◆ **REQUEST**: Would you restate all the data that follows, word for word?

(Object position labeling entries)
══════════════════════════════
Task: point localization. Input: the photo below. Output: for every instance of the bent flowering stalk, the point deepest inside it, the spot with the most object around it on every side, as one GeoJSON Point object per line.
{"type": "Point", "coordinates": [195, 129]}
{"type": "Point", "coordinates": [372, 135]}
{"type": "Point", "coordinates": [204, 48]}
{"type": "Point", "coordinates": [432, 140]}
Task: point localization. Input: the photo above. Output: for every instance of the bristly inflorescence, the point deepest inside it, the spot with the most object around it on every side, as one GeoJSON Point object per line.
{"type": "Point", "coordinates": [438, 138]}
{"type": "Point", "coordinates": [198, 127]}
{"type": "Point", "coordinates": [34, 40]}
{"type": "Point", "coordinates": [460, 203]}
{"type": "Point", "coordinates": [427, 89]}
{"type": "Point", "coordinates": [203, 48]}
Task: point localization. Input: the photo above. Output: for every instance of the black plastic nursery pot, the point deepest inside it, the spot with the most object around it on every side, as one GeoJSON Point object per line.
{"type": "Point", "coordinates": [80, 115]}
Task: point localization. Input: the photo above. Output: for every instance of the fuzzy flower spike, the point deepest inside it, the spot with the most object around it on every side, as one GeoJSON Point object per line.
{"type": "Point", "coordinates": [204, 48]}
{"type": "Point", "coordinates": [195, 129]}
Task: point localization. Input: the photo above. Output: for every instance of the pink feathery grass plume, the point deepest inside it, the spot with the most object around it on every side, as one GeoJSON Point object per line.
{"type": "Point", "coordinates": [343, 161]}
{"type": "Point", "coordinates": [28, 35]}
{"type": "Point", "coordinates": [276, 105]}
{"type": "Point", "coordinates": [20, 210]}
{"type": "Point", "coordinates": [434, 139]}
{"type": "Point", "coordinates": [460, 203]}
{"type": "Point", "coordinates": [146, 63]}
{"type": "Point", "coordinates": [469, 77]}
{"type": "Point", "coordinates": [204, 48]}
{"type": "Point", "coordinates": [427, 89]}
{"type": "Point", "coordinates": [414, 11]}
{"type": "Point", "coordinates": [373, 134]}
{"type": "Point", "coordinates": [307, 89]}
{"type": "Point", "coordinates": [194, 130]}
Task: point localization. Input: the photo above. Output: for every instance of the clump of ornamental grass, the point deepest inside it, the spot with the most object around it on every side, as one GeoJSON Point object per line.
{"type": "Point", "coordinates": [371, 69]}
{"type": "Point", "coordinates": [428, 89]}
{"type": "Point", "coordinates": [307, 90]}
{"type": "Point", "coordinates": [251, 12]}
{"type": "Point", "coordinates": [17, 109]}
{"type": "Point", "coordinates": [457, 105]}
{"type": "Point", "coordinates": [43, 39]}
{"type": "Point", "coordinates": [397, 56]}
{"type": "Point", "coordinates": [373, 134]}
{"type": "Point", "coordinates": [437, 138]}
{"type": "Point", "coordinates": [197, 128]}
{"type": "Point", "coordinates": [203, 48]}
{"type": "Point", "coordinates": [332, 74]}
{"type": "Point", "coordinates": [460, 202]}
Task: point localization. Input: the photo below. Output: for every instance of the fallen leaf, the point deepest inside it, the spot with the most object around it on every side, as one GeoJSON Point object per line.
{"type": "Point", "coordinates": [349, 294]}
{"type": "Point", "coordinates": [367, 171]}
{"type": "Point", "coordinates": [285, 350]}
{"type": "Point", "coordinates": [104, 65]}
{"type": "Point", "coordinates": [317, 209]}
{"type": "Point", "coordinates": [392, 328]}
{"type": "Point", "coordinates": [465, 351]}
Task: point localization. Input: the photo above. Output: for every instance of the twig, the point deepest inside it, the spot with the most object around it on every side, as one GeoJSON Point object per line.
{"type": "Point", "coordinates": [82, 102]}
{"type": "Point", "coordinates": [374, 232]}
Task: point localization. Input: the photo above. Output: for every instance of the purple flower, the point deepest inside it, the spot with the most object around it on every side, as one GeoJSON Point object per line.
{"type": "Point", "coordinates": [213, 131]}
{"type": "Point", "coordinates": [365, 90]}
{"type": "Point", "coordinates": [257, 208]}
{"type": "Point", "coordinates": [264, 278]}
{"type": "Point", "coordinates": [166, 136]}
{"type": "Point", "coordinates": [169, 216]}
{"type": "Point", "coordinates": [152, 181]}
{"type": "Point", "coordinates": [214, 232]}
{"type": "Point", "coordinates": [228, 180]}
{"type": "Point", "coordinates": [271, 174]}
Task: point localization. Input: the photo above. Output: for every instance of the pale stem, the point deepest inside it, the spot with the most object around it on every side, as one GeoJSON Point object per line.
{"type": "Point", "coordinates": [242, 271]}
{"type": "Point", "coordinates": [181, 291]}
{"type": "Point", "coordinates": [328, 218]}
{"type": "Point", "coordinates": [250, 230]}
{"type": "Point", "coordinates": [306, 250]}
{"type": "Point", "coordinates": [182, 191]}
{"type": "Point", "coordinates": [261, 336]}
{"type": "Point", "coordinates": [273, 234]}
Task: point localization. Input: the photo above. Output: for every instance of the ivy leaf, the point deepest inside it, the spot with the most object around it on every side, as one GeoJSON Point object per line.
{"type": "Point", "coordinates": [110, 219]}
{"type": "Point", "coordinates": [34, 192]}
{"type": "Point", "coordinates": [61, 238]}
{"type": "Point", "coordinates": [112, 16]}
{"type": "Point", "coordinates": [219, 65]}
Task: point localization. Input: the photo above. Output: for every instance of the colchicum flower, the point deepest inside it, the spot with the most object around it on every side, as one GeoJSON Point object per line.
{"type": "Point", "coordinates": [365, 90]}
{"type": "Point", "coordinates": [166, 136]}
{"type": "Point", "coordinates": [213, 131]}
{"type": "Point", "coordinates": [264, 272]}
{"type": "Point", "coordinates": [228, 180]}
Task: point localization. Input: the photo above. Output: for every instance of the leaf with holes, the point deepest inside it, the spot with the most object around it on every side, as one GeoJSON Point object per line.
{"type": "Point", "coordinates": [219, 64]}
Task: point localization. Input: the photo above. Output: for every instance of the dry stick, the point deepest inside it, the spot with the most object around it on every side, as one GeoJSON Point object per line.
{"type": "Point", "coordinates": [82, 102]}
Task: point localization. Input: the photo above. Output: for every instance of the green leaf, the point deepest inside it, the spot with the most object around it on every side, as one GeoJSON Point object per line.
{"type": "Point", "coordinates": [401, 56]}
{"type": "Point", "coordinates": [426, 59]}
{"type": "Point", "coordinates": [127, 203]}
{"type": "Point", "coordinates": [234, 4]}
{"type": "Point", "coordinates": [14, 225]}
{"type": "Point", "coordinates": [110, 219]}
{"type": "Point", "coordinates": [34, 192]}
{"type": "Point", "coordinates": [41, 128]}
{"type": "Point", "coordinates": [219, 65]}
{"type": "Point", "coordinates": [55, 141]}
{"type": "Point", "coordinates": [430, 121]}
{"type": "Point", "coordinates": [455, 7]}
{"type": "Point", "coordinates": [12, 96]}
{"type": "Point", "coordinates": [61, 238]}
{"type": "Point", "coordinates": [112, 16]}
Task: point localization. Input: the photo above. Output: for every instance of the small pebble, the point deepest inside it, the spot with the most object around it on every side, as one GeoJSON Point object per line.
══════════════════════════════
◆ **FULL SOLUTION**:
Task: point localization. Input: the photo below. Output: for every instance of the bent flowering stalk, the point deepest inside it, the spot with the most object around it on every side, as one GeoJSON Point object per line.
{"type": "Point", "coordinates": [195, 129]}
{"type": "Point", "coordinates": [372, 135]}
{"type": "Point", "coordinates": [204, 48]}
{"type": "Point", "coordinates": [432, 140]}
Task: point localization. Input: the photo above. Output: for every instance of the bristly inflorescence, the point deepest inside it, the spot with the most object around it on every side, as one GeoJSON Point object per line.
{"type": "Point", "coordinates": [438, 138]}
{"type": "Point", "coordinates": [198, 127]}
{"type": "Point", "coordinates": [34, 40]}
{"type": "Point", "coordinates": [460, 203]}
{"type": "Point", "coordinates": [427, 89]}
{"type": "Point", "coordinates": [203, 48]}
Task: point localization. Input: the photo above. Output: for every instance of the black plastic nursery pot, the point deepest inside it, the spot with the most object around it on every side, as one GeoJSON Point object per line.
{"type": "Point", "coordinates": [80, 115]}
Task: point localization. Input: the photo above. Output: for every instance of the fuzzy flower spike, the point deepest inside it, the spot with the most object around it on every side, as one GeoJSON Point object per line.
{"type": "Point", "coordinates": [204, 48]}
{"type": "Point", "coordinates": [195, 129]}
Task: point localization. Input: the photo above. Output: for every instance of the pink feathery grass plume, the point deepest inside it, the spot with the most object around it on every side, as one GeoJSON Point object per line.
{"type": "Point", "coordinates": [343, 161]}
{"type": "Point", "coordinates": [28, 35]}
{"type": "Point", "coordinates": [276, 105]}
{"type": "Point", "coordinates": [20, 210]}
{"type": "Point", "coordinates": [434, 139]}
{"type": "Point", "coordinates": [460, 203]}
{"type": "Point", "coordinates": [146, 63]}
{"type": "Point", "coordinates": [469, 77]}
{"type": "Point", "coordinates": [204, 48]}
{"type": "Point", "coordinates": [427, 89]}
{"type": "Point", "coordinates": [414, 11]}
{"type": "Point", "coordinates": [373, 134]}
{"type": "Point", "coordinates": [307, 89]}
{"type": "Point", "coordinates": [194, 130]}
Task: point localization. Input: the photo above. Output: for every instance of the clump of ornamental grass, the point deepest inside it, the spot with the most object around it on every side, as one GeoJSON Point object per line.
{"type": "Point", "coordinates": [371, 69]}
{"type": "Point", "coordinates": [428, 89]}
{"type": "Point", "coordinates": [307, 90]}
{"type": "Point", "coordinates": [251, 12]}
{"type": "Point", "coordinates": [17, 109]}
{"type": "Point", "coordinates": [457, 105]}
{"type": "Point", "coordinates": [43, 39]}
{"type": "Point", "coordinates": [397, 56]}
{"type": "Point", "coordinates": [373, 134]}
{"type": "Point", "coordinates": [437, 138]}
{"type": "Point", "coordinates": [197, 128]}
{"type": "Point", "coordinates": [203, 48]}
{"type": "Point", "coordinates": [332, 74]}
{"type": "Point", "coordinates": [460, 202]}
Task: point localization. Input: the photo below. Output: for every instance of the fallen leaf, the point deepest inside it, the spot with the most object around it on every side, as one GeoJSON Point object per line.
{"type": "Point", "coordinates": [349, 294]}
{"type": "Point", "coordinates": [367, 171]}
{"type": "Point", "coordinates": [285, 350]}
{"type": "Point", "coordinates": [104, 65]}
{"type": "Point", "coordinates": [317, 209]}
{"type": "Point", "coordinates": [392, 328]}
{"type": "Point", "coordinates": [465, 351]}
Task: point localization. Input: the photo above. Output: for every instance of the twig, the point deepest inside it, the spot with the most object around it on every side, as one GeoJSON Point object per line.
{"type": "Point", "coordinates": [82, 102]}
{"type": "Point", "coordinates": [374, 232]}
Task: point localization. Input: the photo above. Output: for every instance of the purple flower, the point deepest inside it, the spot with the most object around it on every side, as one GeoJSON Point object per line.
{"type": "Point", "coordinates": [213, 131]}
{"type": "Point", "coordinates": [365, 90]}
{"type": "Point", "coordinates": [257, 208]}
{"type": "Point", "coordinates": [264, 278]}
{"type": "Point", "coordinates": [166, 136]}
{"type": "Point", "coordinates": [169, 216]}
{"type": "Point", "coordinates": [152, 181]}
{"type": "Point", "coordinates": [214, 232]}
{"type": "Point", "coordinates": [228, 180]}
{"type": "Point", "coordinates": [271, 174]}
Task: point localization. Input: the photo above. Output: for every instance of the pale stem, the point deepest inside it, the spot with the most object around it on every side, as one GeoJSON Point object per line.
{"type": "Point", "coordinates": [242, 271]}
{"type": "Point", "coordinates": [181, 291]}
{"type": "Point", "coordinates": [328, 218]}
{"type": "Point", "coordinates": [250, 230]}
{"type": "Point", "coordinates": [306, 250]}
{"type": "Point", "coordinates": [182, 191]}
{"type": "Point", "coordinates": [261, 336]}
{"type": "Point", "coordinates": [273, 234]}
Task: point localization. Input: the photo above. Output: for every instance of the ivy leaf, the point deepest inside it, the spot with the most object around it on every side, as one GeoJSON Point object per line.
{"type": "Point", "coordinates": [110, 219]}
{"type": "Point", "coordinates": [34, 192]}
{"type": "Point", "coordinates": [61, 238]}
{"type": "Point", "coordinates": [112, 16]}
{"type": "Point", "coordinates": [219, 65]}
Task: point localization. Input: the photo above. Output: for every instance of the colchicum flower, the point deepest inside it, the spot with the most object around it on every side, as one GeoJSON Point object per line.
{"type": "Point", "coordinates": [365, 90]}
{"type": "Point", "coordinates": [166, 136]}
{"type": "Point", "coordinates": [213, 131]}
{"type": "Point", "coordinates": [264, 272]}
{"type": "Point", "coordinates": [228, 180]}
Task: point localization. Input: the photo above. Output: for every instance of the leaf with holes, the point deepest inside it, the spot with the most object around it on every side, as one GeoJSON Point object per line.
{"type": "Point", "coordinates": [219, 64]}
Task: point localization. Input: the photo above. Output: for every instance of the dry stick, the point deepest inside it, the spot with the most object around it on every side, as one GeoJSON Point object per line.
{"type": "Point", "coordinates": [82, 102]}
Task: point localization. Input: the photo above. Output: for every instance of the green leaf, the point deepest inside it, the spot with the most object around it on every side, as one GeoJSON Point object per line.
{"type": "Point", "coordinates": [401, 56]}
{"type": "Point", "coordinates": [426, 59]}
{"type": "Point", "coordinates": [127, 203]}
{"type": "Point", "coordinates": [234, 4]}
{"type": "Point", "coordinates": [14, 225]}
{"type": "Point", "coordinates": [110, 219]}
{"type": "Point", "coordinates": [34, 192]}
{"type": "Point", "coordinates": [41, 128]}
{"type": "Point", "coordinates": [219, 65]}
{"type": "Point", "coordinates": [55, 141]}
{"type": "Point", "coordinates": [430, 121]}
{"type": "Point", "coordinates": [455, 7]}
{"type": "Point", "coordinates": [12, 96]}
{"type": "Point", "coordinates": [61, 238]}
{"type": "Point", "coordinates": [112, 16]}
Task: point localization. Input: the photo above. Output: for every instance of the small pebble, the point deepest inside it, the spot with the most object around it on every side, as one GeoJSON Point object per line.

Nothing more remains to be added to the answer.